━━━━━ Input rows

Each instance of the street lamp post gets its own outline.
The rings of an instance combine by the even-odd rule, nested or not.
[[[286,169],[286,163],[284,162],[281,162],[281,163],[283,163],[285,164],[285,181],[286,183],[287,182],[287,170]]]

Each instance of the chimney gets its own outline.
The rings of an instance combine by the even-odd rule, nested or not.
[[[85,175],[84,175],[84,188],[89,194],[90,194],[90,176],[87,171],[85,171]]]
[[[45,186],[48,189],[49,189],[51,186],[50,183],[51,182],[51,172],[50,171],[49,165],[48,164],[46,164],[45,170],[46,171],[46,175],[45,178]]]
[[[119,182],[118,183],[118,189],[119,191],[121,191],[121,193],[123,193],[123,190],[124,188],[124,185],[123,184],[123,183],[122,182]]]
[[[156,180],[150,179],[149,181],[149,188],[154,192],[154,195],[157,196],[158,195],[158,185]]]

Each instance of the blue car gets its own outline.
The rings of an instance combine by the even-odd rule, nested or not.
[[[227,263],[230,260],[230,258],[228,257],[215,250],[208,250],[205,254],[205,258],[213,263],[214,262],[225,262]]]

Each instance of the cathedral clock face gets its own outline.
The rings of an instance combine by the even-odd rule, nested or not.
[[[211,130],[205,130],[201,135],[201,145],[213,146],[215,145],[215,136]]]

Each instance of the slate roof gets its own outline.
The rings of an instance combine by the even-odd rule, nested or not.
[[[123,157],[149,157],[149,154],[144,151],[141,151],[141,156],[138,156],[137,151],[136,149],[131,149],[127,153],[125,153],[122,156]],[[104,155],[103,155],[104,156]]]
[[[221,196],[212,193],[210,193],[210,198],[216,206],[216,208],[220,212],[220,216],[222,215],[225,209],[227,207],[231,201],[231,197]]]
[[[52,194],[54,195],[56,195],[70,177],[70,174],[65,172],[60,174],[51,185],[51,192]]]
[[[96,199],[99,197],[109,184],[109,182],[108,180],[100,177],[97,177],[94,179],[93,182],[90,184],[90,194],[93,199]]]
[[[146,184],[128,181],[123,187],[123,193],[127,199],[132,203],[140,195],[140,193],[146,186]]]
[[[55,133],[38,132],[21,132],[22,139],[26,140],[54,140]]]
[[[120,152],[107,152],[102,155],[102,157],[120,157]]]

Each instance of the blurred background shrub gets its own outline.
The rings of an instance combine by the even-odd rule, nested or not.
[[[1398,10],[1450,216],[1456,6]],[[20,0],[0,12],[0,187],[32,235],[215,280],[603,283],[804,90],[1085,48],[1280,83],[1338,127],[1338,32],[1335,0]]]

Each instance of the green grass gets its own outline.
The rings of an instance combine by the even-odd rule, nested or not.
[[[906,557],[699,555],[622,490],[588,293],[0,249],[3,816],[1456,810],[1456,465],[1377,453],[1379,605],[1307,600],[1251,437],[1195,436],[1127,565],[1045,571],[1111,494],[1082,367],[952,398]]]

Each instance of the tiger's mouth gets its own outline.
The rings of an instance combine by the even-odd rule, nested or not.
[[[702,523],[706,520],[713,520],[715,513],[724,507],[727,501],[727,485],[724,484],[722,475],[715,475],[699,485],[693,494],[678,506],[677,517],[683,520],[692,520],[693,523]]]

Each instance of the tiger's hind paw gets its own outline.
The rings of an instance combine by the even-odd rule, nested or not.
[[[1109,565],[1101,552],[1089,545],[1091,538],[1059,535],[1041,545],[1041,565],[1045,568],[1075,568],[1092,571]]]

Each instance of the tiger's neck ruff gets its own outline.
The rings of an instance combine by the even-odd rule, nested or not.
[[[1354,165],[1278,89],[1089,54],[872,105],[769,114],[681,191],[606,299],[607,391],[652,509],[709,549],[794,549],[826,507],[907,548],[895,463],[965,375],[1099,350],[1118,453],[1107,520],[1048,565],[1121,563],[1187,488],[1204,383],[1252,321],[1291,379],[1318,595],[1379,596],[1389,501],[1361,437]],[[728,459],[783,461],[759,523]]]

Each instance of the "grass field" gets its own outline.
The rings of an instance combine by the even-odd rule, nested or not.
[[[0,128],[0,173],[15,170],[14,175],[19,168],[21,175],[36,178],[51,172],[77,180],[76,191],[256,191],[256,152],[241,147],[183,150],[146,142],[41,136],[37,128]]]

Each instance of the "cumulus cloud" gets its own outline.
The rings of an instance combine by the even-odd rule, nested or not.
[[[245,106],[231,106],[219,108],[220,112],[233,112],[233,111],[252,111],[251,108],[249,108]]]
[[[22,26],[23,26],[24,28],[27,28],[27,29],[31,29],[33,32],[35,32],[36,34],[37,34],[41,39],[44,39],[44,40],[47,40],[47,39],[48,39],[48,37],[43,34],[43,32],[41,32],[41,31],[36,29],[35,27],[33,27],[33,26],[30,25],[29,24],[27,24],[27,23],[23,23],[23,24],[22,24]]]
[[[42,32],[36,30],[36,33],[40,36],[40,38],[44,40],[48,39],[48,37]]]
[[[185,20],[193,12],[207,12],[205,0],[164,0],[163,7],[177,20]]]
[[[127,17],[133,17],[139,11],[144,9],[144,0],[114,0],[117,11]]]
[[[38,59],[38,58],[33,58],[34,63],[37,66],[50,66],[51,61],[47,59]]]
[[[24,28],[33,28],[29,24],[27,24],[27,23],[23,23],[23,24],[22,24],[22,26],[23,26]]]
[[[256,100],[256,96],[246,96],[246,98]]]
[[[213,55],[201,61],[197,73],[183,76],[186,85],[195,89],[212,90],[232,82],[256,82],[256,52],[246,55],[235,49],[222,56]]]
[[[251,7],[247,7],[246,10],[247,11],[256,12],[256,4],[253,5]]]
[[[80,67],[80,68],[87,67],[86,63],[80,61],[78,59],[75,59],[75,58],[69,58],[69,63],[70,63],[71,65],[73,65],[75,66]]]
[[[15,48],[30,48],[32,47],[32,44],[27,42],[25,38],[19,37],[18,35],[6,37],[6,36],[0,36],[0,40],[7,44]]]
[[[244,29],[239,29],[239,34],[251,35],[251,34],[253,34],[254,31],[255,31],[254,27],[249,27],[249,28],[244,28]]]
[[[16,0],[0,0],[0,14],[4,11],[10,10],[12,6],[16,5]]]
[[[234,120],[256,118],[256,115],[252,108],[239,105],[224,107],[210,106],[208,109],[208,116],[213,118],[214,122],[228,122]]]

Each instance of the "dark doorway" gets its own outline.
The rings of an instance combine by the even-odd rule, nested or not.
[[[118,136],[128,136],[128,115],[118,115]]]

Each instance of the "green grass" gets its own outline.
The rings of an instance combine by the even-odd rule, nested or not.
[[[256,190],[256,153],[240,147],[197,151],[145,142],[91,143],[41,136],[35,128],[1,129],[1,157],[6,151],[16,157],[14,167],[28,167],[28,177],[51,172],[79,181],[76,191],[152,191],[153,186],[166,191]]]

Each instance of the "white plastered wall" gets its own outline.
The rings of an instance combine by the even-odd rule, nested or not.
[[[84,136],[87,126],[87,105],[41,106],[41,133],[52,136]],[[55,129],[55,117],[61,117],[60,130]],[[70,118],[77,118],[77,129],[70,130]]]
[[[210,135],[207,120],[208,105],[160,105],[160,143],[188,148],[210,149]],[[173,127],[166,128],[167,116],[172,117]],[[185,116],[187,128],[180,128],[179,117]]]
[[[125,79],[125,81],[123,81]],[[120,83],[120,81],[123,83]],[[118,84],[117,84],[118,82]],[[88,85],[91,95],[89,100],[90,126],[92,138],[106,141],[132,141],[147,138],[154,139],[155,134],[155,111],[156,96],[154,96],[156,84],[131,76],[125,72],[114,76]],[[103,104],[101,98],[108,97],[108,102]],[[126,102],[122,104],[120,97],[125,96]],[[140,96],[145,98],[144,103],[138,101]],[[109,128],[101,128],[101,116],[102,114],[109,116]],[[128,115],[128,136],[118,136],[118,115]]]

━━━━━━━━━━

Collect every line of the records above that contains the string "tiger", and copy each one in full. A match counts only if its case is the same.

Each instance of the tiger's mouth gets its own outline.
Each instance of the tiger's hind paw gets its own outline.
Each instance of the tiger's neck ruff gets its own outline.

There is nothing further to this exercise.